# [Goal]
Exact repetition of every entry is required.

Stored entries:
— BEGIN —
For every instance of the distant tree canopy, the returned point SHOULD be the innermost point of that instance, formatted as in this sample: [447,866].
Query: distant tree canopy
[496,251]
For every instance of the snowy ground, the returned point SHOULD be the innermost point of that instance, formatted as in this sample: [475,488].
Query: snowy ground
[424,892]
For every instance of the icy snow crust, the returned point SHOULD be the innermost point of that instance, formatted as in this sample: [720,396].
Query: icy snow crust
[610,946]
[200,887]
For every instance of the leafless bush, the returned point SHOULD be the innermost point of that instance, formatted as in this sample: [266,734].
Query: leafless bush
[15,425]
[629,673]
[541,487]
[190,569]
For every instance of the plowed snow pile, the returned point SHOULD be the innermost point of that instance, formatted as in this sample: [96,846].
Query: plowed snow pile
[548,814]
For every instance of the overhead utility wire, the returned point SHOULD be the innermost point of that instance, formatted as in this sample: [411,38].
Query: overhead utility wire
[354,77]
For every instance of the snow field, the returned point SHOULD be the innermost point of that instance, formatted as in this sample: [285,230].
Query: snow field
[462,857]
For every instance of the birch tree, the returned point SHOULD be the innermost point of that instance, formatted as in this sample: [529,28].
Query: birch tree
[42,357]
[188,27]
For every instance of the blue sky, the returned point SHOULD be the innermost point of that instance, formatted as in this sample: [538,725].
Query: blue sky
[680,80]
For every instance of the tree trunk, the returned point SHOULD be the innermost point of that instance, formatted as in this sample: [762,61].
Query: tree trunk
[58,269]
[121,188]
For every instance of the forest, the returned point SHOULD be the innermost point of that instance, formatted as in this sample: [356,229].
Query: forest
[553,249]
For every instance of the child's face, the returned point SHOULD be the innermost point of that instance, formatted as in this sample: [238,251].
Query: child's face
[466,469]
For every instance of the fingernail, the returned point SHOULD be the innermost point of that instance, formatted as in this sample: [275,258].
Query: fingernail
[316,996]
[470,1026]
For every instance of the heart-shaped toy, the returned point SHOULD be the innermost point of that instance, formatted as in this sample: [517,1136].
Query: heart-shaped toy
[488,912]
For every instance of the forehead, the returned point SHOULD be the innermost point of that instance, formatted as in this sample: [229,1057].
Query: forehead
— END —
# [Exercise answer]
For every instance of the distant tree canopy, the returned point SHOULD be the innermost point of that instance, formatted as in this sample: [447,866].
Query: distant tree canopy
[496,251]
For every instance of the snowy ground, the returned point SHOULD be the innermost point of that instance, formatted as in this sample: [475,488].
Query: snowy ground
[424,892]
For every instance of the icy snow crust, the returned point SHOULD be the innermost point of that instance, formatted as in this sample: [720,396].
Query: icy snow crust
[610,946]
[200,887]
For every instance of the leafless bush, the returned point SHOULD be the innermost point of that instance, formatted as in this sample: [266,734].
Query: leafless bush
[15,425]
[629,673]
[541,487]
[190,569]
For every instance of the plowed snow pile, the returned point SHOULD be the innermost point of that instance, formatted as in this sample: [96,846].
Query: plowed snow pile
[548,814]
For every instance of the overhead utility wire, the returned point SHOULD be the innermost point of that instance, formatted as in this sample: [411,38].
Query: overhead utility wire
[354,77]
For every instance of the snow field, the returned point SHOULD be the innermost point of that instance, formatted as in this sample: [285,230].
Query: snow field
[462,857]
For every instance of the birch tree, the returned point SHOULD be the innermost point of that instance, formatted as in this sample: [529,28].
Query: birch tree
[42,357]
[188,27]
For every instance of the blue sky, the returned point SHOULD be the innermost point of that instance, formatted as in this sample: [538,725].
Query: blue sky
[680,80]
For every instance of the tree trunk, the returned point SHOULD be the innermost point of that instance, formatted as in this sample: [762,61].
Query: tree trunk
[58,269]
[121,188]
For every instance of the forest, the returned point SHOULD be the innermost point of that instance, formatted as in this sample: [356,229].
Query: forest
[553,249]
For every instance of the child's face, the returned point SHOULD be the innermost point of that instance, formatted as in this sample: [238,251].
Query: child's face
[466,469]
For every instance of the fingernail, the returned point SHOULD be the innermost point of that instance, formatted as in this sample: [275,258].
Query: fingernail
[316,996]
[470,1026]
For every instance of the heart-shaped toy, the returned point SHOULD be the innermost point of that instance, formatted as in this sample: [517,1136].
Query: heart-shaped toy
[488,912]
For every instance of the forehead, the returned point SHOULD be the innermost point of that instance, formatted as in this sample: [229,1057].
Query: forehead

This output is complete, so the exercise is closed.